• _INSTRUCTIONS FOR THE TASK_
Omit every picture and return the rest of the data unaltered.

• _DATASET EXTRACT_
============
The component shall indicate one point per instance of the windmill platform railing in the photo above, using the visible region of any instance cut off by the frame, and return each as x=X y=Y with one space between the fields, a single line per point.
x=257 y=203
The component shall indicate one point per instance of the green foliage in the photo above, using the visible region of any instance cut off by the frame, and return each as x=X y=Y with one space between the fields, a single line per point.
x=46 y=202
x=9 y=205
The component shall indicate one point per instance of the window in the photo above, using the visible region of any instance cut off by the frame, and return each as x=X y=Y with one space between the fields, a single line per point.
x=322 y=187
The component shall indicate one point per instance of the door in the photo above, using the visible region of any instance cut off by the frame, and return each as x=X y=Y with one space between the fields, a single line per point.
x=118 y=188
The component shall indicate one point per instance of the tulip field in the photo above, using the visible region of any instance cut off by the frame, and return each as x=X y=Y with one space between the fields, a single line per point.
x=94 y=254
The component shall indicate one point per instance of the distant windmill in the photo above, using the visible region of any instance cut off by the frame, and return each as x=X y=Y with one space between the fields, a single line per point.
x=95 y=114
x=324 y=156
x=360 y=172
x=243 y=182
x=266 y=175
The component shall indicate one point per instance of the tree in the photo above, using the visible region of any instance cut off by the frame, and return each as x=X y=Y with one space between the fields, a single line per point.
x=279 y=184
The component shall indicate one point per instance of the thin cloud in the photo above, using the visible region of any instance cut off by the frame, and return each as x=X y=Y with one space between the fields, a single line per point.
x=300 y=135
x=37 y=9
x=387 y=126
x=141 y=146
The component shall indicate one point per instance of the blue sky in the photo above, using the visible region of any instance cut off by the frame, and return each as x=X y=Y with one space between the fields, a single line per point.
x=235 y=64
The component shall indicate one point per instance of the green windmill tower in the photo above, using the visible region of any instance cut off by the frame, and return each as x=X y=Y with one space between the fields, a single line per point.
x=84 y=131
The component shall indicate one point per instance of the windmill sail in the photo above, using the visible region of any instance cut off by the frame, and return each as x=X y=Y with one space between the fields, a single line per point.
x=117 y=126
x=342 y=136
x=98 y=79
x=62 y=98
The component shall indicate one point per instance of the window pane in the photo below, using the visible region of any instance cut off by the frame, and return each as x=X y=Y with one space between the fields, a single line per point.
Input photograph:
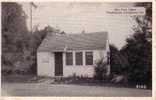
x=69 y=58
x=79 y=59
x=89 y=58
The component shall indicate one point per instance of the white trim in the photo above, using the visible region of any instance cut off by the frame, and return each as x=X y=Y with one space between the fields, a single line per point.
x=82 y=58
x=72 y=58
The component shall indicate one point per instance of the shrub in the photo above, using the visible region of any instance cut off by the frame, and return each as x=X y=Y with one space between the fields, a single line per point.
x=101 y=70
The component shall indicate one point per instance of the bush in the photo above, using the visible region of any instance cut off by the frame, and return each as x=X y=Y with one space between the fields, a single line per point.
x=101 y=70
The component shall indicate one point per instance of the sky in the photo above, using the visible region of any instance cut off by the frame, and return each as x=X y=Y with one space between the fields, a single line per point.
x=73 y=18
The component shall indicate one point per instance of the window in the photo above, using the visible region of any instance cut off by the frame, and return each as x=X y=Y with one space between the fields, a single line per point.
x=69 y=58
x=79 y=58
x=89 y=58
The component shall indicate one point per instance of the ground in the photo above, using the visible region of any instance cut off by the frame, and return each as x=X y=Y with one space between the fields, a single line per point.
x=18 y=85
x=44 y=89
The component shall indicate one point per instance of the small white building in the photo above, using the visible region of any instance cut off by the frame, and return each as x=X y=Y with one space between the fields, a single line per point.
x=72 y=54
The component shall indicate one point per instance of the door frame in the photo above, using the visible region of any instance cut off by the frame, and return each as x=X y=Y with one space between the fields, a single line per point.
x=60 y=69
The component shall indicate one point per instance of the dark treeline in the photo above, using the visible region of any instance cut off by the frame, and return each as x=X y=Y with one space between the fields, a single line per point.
x=19 y=46
x=134 y=60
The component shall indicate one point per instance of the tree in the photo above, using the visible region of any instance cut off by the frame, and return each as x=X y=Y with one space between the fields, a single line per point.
x=139 y=49
x=14 y=33
x=118 y=62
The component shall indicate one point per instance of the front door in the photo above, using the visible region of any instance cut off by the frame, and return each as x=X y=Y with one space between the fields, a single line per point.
x=58 y=64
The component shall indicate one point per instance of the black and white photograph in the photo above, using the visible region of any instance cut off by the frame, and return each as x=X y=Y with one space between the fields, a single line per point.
x=76 y=49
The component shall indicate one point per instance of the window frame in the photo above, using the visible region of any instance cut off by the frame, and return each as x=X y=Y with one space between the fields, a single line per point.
x=81 y=59
x=86 y=58
x=66 y=59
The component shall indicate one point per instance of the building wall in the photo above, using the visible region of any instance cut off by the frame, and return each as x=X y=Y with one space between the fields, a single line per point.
x=45 y=64
x=82 y=70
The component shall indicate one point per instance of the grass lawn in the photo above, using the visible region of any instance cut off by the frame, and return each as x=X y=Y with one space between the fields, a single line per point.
x=44 y=88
============
• _TASK RESPONSE_
The component shall indicate one point per instance of the windmill platform railing in the photo above, using the visible region of any instance cut off by the frame, and return each as x=X y=Y with one space between the fields, a single line per point.
x=257 y=203
The component shall indicate one point per instance of the green foliage in the photo above, using the visible region of any instance cut off by the frame, and return each as x=X y=Y with one space between the fields, a single line per point.
x=46 y=202
x=9 y=205
The component shall indicate one point per instance of the window in the photo above, using the visible region of any instance cut off by the frame, and return each as x=X y=Y with one space between the fields, a single line per point.
x=322 y=187
The component shall indicate one point per instance of the door in the photo above, using the visible region of any instance cut off by the frame, and return each as x=X y=Y with one space between the fields, a single line per point.
x=118 y=188
The component shall indicate one point per instance of the tulip field in the photo above, using the visible region of any instance cut off by the frame, and return each as x=X y=Y with one space between the fields, a single line per point.
x=94 y=254
The component shall indicate one point per instance of the distant windmill in the photo above, using the visible region of any instance cut off by the frame, and return each as x=X y=Y with one space between the fields, a single line per point.
x=95 y=114
x=324 y=156
x=360 y=172
x=243 y=182
x=266 y=175
The component shall indicate one point per instance of the tree in the photo above, using the visible region of any instance cut off by the frame, and return each as x=X y=Y with one space between the fields, a single line per point.
x=279 y=184
The component shall indicate one point per instance of the thin cloud in the photo above, using the visible region of any instance cut off by the frame, and return each as x=X y=Y with one space between the fields, a single line per point.
x=300 y=135
x=37 y=9
x=387 y=126
x=141 y=146
The component shall indicate one point per instance of the blue sky in the photo above, using the visible region of any instance cut off by the frame, and return each as x=X y=Y with one space between the fields, a single line per point.
x=235 y=64
The component shall indicate one point per instance of the green windmill tower in the photo above, using the visible region of any instance cut off by the frame, and return each as x=X y=Y with one space between the fields, a single line per point.
x=84 y=131
The component shall indicate one point per instance of the windmill sail in the photo above, using the visible region of any instance cut off by the frame, and return each as x=X y=Y with one space between the fields, a single line per point.
x=117 y=126
x=342 y=136
x=98 y=79
x=62 y=98
The component shall indicate one point per instance of the window pane in the photo below, using the visible region of any instance cut off by the frame, and return each as x=X y=Y with one space between the fields, a single line per point.
Input photograph:
x=69 y=58
x=79 y=59
x=89 y=58
The component shall indicate one point per instance of the white trim in the photo above, using the visible region of any instance cut off by the frame, and return each as x=X y=Y with one space between the fields, a single line per point.
x=82 y=58
x=72 y=58
The component shall indicate one point per instance of the shrub in the photo above, using the visible region of any instance cut off by the frame, and return each as x=X y=Y with one space between the fields, a single line per point.
x=101 y=70
The component shall indicate one point per instance of the bush in the photo above, using the visible region of any instance cut off by the frame, and return each as x=X y=Y with one space between the fields, a single line per point.
x=101 y=70
The component shall indicate one point per instance of the sky in the photo above, using the visible region of any instance cut off by the frame, and return each as x=X y=Y with one space between the fields, a single line per point.
x=73 y=18
The component shall indicate one point per instance of the window in the photo above, using the visible region of any instance cut off by the frame, and return each as x=X y=Y with one space between the fields, a single line per point.
x=69 y=58
x=79 y=58
x=89 y=58
The component shall indicate one point per instance of the ground in the photo above, using the visible region of any instance cut off by the frame, and return each as x=X y=Y with one space between the fields, a single line per point.
x=18 y=85
x=44 y=89
The component shall indicate one point per instance of the small white building in the photo above, using the visible region of any instance cut off by the frame, and return each as x=X y=Y with one space between the fields, a single line per point.
x=72 y=54
The component shall indicate one point per instance of the door frame in the photo above, using the visible region of any instance cut off by the frame, and return each as x=X y=Y with one space between the fields, a single line per point.
x=60 y=69
The component shall indicate one point per instance of the dark treeline in the photo above, using the visible region of any instance cut off by the frame, and return each as x=X y=Y with one space between the fields, a single line per point.
x=19 y=46
x=134 y=60
The component shall indicate one point per instance of the tree in the photo above, using the visible region of any instance cut off by the frame, and return each as x=X y=Y with one space between the fields, a single line per point.
x=139 y=49
x=14 y=33
x=118 y=62
The component shall indicate one point per instance of the front door in the photo above, using the visible region of any instance cut off by the frame, and return each as x=X y=Y with one space between the fields, a single line per point.
x=58 y=64
The component shall indicate one point per instance of the black and white photograph in the photo above, using the visible region of any instance cut off by the frame, and return each as x=X y=Y with one space between the fields, a single line per point.
x=76 y=49
The component shall indicate one point per instance of the window frame in the photo above, using the visible region of any instance cut off by the frame, and return each as x=X y=Y with one space between the fields, a single line per point.
x=81 y=59
x=86 y=58
x=66 y=59
The component shall indicate one point per instance of the building wall in the photo above, using the visible region of any instance cut off by the frame, and return each as x=X y=Y with one space between the fields, a single line per point.
x=45 y=64
x=82 y=70
The component shall indicate one point per instance of the grass lawn in the photo above, using the visible region of any instance cut off by the frame, and return each as x=X y=Y with one space between the fields, a single line per point.
x=44 y=88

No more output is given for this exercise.